* **GIVEN DATA**
┌──
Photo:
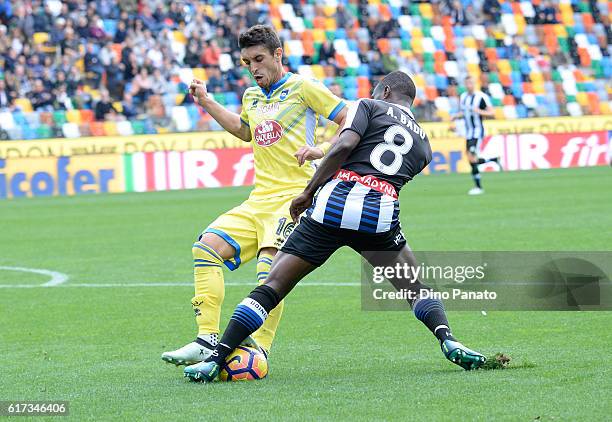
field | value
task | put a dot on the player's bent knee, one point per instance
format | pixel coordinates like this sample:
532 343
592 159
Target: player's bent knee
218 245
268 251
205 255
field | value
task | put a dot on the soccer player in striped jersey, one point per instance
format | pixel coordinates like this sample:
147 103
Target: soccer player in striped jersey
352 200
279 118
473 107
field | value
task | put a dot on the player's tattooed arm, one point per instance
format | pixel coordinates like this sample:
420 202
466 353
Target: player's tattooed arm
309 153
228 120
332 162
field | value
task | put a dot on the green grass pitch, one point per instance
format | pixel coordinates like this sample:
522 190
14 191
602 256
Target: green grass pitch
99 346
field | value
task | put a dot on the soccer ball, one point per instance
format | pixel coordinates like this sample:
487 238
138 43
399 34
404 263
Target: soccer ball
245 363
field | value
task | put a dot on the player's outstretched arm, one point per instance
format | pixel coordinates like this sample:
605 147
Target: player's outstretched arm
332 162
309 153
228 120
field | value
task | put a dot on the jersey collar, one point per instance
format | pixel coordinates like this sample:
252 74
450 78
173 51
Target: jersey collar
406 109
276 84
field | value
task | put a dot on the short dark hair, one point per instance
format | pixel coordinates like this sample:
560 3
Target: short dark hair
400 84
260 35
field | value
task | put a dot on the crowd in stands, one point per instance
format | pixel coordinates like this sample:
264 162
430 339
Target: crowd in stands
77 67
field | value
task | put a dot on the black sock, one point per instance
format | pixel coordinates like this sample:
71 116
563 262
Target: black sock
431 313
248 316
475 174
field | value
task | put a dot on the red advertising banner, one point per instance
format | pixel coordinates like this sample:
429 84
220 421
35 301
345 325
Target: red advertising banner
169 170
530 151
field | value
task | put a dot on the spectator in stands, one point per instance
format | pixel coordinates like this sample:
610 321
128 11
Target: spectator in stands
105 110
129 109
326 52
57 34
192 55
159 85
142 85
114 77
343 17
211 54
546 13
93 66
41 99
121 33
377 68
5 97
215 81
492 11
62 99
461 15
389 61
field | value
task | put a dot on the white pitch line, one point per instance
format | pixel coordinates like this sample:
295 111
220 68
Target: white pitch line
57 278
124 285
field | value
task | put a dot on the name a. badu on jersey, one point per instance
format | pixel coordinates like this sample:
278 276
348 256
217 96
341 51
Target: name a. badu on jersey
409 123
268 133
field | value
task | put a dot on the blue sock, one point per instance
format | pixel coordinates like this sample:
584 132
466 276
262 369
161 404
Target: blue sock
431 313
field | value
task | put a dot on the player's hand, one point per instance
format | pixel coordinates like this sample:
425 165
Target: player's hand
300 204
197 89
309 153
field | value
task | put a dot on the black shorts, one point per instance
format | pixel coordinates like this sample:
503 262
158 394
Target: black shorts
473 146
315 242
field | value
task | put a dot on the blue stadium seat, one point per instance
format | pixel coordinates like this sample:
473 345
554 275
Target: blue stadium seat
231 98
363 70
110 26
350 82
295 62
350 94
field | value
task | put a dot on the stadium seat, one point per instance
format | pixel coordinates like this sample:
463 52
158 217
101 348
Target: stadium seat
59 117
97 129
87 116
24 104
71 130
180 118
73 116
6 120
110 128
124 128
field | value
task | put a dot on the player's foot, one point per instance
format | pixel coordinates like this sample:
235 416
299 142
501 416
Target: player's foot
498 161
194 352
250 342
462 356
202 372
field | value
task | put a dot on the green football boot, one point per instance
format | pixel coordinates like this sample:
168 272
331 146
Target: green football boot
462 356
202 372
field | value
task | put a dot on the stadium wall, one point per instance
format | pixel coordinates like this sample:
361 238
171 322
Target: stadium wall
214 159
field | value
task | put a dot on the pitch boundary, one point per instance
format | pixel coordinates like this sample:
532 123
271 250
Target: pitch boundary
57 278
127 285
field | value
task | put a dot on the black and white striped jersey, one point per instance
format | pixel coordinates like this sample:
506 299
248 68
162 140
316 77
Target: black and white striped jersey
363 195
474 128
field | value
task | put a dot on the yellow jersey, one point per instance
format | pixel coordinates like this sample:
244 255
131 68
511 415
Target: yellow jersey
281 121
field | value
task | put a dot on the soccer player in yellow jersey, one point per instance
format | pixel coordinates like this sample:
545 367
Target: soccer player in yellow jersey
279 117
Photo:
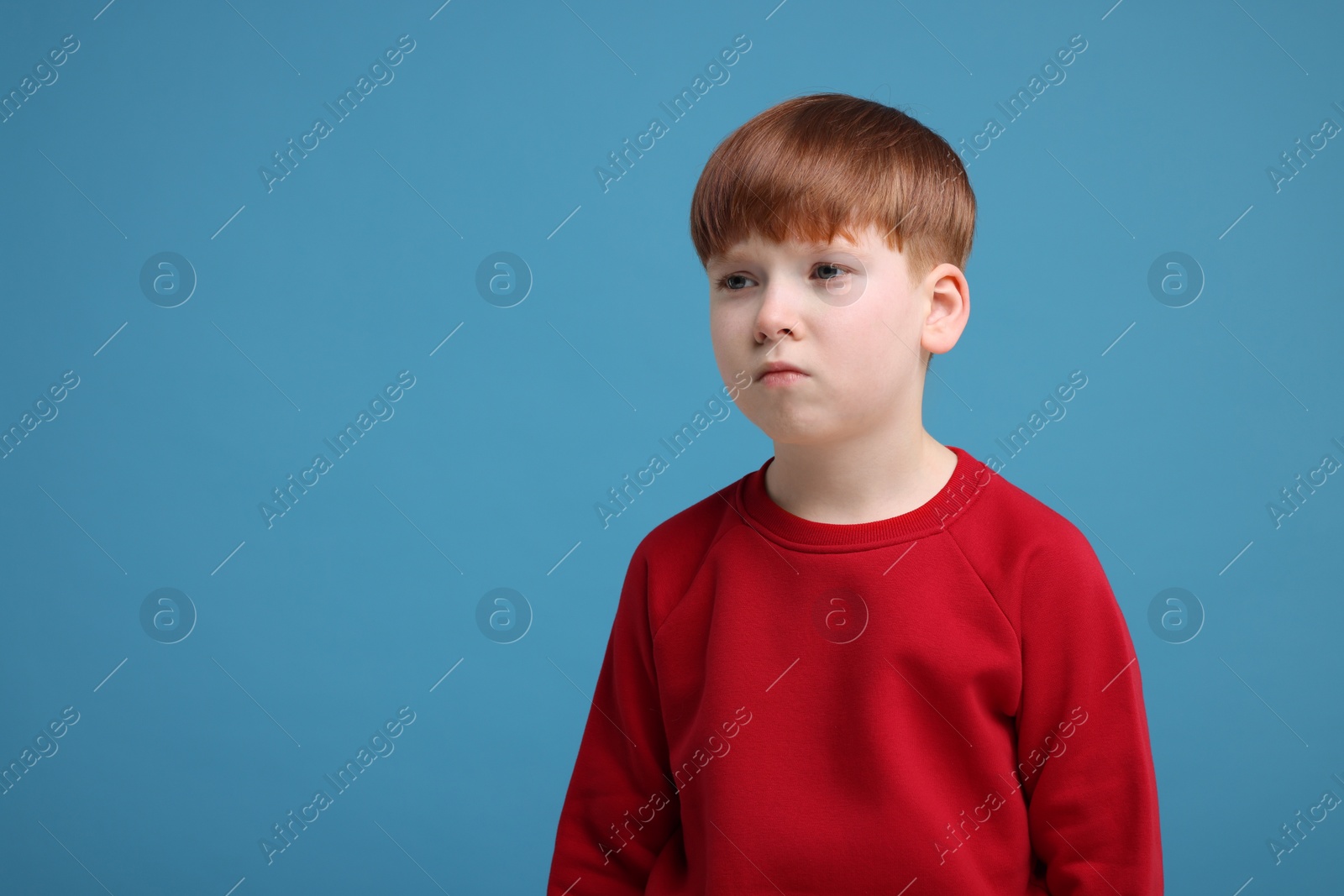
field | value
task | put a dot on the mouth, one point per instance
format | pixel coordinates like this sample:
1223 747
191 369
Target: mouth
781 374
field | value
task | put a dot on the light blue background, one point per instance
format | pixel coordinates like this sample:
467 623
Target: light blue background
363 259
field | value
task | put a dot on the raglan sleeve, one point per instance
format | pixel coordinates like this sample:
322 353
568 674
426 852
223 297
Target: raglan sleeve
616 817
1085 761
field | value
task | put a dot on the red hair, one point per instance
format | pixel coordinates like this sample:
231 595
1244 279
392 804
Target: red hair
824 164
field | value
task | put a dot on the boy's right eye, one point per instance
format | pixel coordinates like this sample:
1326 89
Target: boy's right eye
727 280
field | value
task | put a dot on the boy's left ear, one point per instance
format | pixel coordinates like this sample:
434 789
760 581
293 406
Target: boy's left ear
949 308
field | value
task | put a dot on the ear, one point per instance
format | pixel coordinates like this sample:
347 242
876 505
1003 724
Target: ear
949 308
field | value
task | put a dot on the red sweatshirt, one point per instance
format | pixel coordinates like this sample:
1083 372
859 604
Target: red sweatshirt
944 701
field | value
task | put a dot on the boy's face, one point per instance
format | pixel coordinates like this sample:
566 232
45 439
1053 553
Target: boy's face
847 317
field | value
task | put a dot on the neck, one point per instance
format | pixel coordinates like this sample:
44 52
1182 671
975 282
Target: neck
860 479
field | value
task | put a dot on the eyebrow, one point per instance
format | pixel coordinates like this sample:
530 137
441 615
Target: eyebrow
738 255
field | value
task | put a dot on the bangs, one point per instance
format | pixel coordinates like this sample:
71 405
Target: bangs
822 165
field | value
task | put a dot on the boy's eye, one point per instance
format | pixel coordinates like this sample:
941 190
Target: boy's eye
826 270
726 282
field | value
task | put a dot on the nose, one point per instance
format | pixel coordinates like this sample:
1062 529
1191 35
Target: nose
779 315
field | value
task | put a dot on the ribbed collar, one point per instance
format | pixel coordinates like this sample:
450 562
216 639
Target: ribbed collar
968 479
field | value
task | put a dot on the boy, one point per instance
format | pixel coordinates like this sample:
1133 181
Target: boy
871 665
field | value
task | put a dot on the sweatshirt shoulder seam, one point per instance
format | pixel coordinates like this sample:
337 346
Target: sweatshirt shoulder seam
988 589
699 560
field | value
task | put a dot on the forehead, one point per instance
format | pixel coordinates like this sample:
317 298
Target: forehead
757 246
└──
┌──
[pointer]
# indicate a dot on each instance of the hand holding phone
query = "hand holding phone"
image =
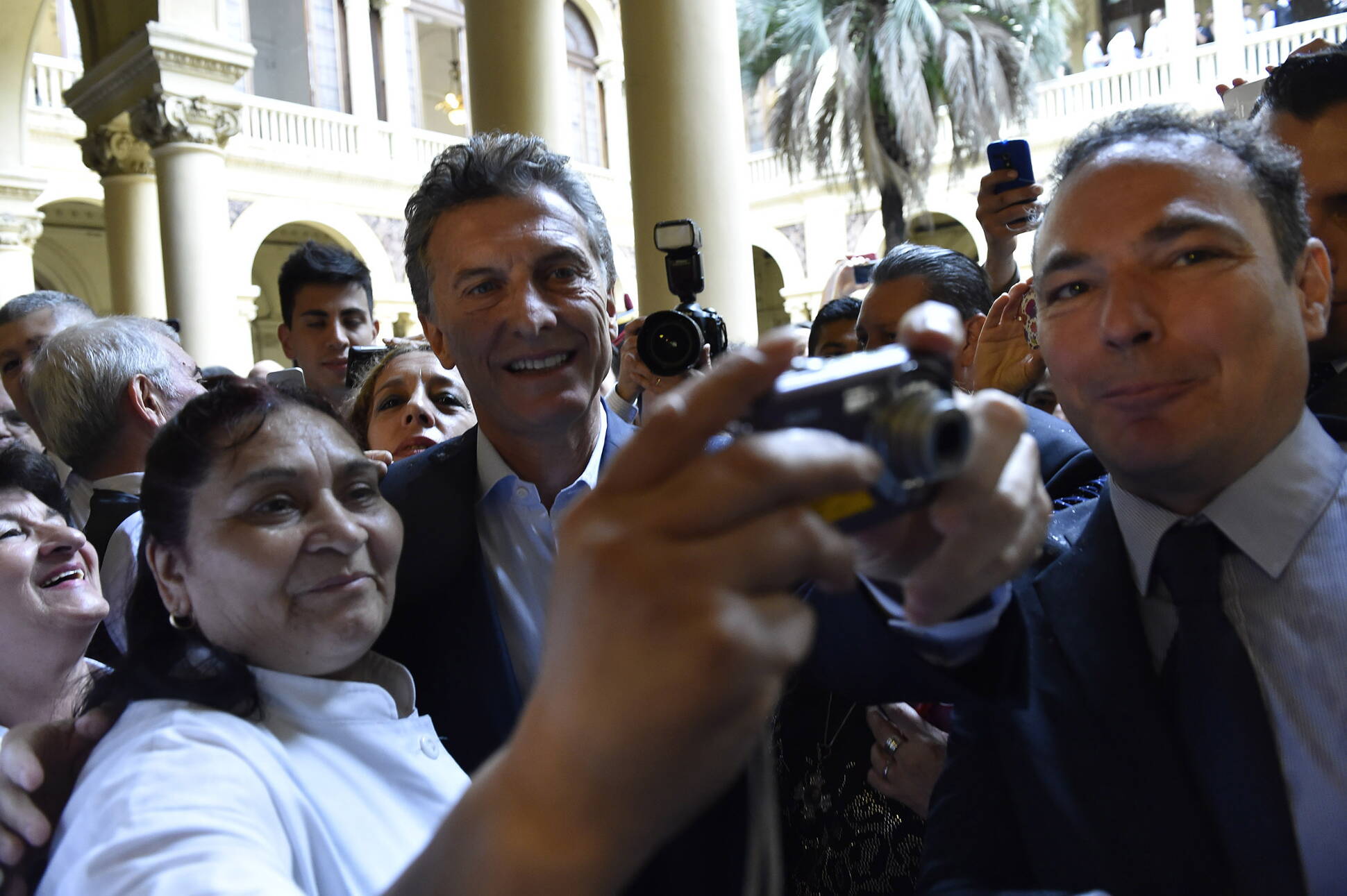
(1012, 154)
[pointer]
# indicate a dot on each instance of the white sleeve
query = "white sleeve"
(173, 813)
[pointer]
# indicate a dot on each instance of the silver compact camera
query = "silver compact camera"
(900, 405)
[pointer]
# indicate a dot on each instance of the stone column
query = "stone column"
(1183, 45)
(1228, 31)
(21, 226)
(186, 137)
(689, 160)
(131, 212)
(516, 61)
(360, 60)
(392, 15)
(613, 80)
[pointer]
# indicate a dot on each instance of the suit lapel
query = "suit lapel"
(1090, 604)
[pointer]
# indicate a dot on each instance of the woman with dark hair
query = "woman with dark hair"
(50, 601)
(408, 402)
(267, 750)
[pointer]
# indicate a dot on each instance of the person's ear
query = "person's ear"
└──
┌──
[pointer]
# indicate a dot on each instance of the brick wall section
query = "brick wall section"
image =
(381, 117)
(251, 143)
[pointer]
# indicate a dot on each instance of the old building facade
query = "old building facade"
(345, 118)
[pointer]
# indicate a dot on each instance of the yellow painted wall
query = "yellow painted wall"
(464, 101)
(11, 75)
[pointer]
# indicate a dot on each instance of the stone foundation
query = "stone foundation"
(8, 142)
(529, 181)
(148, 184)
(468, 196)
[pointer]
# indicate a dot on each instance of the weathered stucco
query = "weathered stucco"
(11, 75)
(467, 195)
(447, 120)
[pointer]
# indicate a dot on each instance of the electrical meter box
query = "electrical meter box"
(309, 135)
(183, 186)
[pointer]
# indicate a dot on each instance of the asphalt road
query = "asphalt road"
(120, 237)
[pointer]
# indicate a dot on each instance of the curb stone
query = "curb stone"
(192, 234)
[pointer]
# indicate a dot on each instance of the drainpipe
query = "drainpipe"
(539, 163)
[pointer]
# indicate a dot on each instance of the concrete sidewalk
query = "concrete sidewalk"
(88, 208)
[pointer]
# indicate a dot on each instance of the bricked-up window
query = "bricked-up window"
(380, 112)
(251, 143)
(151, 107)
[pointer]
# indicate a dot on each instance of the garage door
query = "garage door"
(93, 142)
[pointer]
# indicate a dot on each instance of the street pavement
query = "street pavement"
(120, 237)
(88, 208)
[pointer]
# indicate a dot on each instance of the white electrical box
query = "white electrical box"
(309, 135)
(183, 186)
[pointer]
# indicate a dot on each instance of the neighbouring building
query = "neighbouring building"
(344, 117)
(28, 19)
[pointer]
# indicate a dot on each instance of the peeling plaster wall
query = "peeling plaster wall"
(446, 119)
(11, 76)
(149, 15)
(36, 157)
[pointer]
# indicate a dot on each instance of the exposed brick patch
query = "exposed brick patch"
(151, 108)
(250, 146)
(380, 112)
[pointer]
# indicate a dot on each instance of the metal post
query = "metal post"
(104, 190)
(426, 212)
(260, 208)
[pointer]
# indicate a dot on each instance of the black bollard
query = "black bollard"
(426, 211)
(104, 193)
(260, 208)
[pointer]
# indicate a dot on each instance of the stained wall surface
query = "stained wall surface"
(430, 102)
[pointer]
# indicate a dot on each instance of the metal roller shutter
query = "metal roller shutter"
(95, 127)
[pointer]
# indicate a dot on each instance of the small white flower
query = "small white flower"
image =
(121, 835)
└──
* **THE TASK**
Count how many lines in the data above contain the string "person", matching case exactly, and reply with only that number.

* **COMPLETED EXERCISE**
2